Aim of the task: The full listing, from first line to last, should be set down again exactly.

Data in this exercise:
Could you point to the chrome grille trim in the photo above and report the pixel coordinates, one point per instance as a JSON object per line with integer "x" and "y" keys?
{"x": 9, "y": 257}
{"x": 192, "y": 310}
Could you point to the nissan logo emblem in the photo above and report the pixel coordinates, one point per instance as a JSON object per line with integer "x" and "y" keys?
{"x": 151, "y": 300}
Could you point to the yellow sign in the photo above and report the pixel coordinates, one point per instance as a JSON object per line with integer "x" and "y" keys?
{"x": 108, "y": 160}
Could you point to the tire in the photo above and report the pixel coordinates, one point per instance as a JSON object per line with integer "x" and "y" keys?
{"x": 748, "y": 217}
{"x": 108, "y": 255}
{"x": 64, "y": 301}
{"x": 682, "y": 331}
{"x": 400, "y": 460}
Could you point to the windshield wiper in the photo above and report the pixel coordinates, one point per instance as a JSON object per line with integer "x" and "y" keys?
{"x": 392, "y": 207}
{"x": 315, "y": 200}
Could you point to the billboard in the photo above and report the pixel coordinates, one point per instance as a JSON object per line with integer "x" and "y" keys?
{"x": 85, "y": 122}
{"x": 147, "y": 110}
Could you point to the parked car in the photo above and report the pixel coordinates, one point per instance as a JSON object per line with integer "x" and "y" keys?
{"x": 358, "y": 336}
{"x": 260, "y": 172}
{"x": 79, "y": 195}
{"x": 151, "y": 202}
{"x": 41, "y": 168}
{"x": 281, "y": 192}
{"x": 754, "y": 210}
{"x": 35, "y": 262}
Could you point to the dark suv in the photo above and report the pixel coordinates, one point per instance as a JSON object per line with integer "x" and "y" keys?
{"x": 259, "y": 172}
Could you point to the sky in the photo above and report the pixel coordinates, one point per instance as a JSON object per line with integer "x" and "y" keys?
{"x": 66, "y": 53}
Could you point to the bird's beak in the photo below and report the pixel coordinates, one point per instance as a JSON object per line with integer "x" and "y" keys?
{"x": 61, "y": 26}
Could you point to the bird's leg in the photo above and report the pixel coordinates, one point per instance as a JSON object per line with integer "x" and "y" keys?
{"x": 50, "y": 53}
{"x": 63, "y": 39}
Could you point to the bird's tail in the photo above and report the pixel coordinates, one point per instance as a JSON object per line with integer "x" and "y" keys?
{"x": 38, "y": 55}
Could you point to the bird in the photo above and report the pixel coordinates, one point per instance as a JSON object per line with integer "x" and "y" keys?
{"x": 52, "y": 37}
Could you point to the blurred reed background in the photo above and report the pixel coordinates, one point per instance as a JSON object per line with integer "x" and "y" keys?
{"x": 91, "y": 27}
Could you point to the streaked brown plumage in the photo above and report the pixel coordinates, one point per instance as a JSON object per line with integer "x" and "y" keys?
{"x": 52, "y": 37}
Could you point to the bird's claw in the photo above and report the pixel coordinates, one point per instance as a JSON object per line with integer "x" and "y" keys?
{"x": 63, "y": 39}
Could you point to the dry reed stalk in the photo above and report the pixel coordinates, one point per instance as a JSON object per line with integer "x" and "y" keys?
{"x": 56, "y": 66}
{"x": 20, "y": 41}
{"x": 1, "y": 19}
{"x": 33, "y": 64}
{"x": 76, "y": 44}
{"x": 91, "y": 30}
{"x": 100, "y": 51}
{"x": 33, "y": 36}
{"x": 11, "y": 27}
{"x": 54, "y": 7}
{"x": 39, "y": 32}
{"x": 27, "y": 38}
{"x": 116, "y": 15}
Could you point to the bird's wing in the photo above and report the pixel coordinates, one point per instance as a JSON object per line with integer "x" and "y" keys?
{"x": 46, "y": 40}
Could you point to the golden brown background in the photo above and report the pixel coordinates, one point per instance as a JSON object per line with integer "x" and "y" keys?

Result:
Could you point to the chrome grille trim in the photo above and report the pixel coordinates, one point per instance as a JSON object per line with integer "x" and "y" keys?
{"x": 9, "y": 257}
{"x": 192, "y": 310}
Could you point to the nissan logo emblem in the photo above and report the pixel coordinates, one point per instance as a JSON object per line with integer "x" and "y" keys?
{"x": 151, "y": 300}
Could you point to the yellow sign in the photo above and report the pixel coordinates, one point per instance as a JSON object per line with integer "x" and "y" keys?
{"x": 108, "y": 160}
Could you point to the tire in the photo above and report the pixel coordinates, one point per instance as a JSON object per line with integer "x" and "y" keys?
{"x": 748, "y": 217}
{"x": 108, "y": 255}
{"x": 64, "y": 301}
{"x": 682, "y": 331}
{"x": 400, "y": 460}
Could you point to the windshield wiper in the photo above and report the pixel coordinates, one point per instance as a JSON object per line with integer "x" and "y" keys?
{"x": 392, "y": 207}
{"x": 315, "y": 200}
Could you point to the billboard in the photo above and report the pixel coordinates, one point per instance as a JSON object per line with integer "x" and "y" keys?
{"x": 85, "y": 122}
{"x": 147, "y": 110}
Could you point to the parked car in the photo above and report the pixel coordinates, one point per instance as a JSON object per line with integer "x" and "y" keys?
{"x": 358, "y": 336}
{"x": 260, "y": 172}
{"x": 79, "y": 195}
{"x": 151, "y": 202}
{"x": 41, "y": 168}
{"x": 281, "y": 192}
{"x": 754, "y": 210}
{"x": 35, "y": 262}
Could you point to the dark suv in the photo above and report the pixel coordinates, one point per instance as a JSON object per line with integer "x" and "y" keys?
{"x": 259, "y": 172}
Could you point to the sky in the photo above and report the pixel coordinates, one point per instance as a JSON object per line with integer "x" and "y" keys?
{"x": 66, "y": 53}
Could you point to the bird's beak in the photo below and report the pixel coordinates, one point per instance as a JSON object per line with integer "x" and "y" keys?
{"x": 61, "y": 26}
Could you point to the bird's leg in the photo above and report the pixel coordinates, one point per instance as a JSON object per line with integer "x" and "y" keys?
{"x": 50, "y": 53}
{"x": 63, "y": 39}
Could you point to the bird's tail in the photo above and report the pixel coordinates, one point per instance as a JSON object per line with integer "x" and "y" keys?
{"x": 38, "y": 55}
Could you point to the bird in the photo above and report the pixel coordinates, one point per instance as a JSON object per line with integer "x" and "y" keys?
{"x": 52, "y": 37}
Could you point to the blurred reed background in the photo above and report the pixel coordinates, one point per instance as a JSON object per line with integer "x" and "y" keys?
{"x": 91, "y": 27}
Could you point to the streaked brown plumage in the photo above and report the pixel coordinates, one point per instance as a JSON object per line with integer "x" and "y" keys?
{"x": 52, "y": 37}
Could you point to the bird's claw in the photo above and report the pixel coordinates, one point per instance as a JSON object per line with integer "x" and "y" keys?
{"x": 63, "y": 39}
Could you point to the dry reed stalk in the photo above and report the pixel coordinates, one point per instance as a JSON object per line with integer "x" and "y" keys?
{"x": 56, "y": 66}
{"x": 20, "y": 41}
{"x": 1, "y": 19}
{"x": 33, "y": 64}
{"x": 76, "y": 44}
{"x": 91, "y": 30}
{"x": 100, "y": 51}
{"x": 33, "y": 36}
{"x": 11, "y": 27}
{"x": 54, "y": 7}
{"x": 39, "y": 32}
{"x": 27, "y": 38}
{"x": 116, "y": 15}
Could you point to the bird's wing in the photo above and report the pixel coordinates, one point per instance as a JSON object per line with integer "x" and "y" keys?
{"x": 46, "y": 40}
Could you point to the golden brown background in the photo above and report the pixel coordinates, one point per instance as a JSON object per line with integer "x" and "y" keys?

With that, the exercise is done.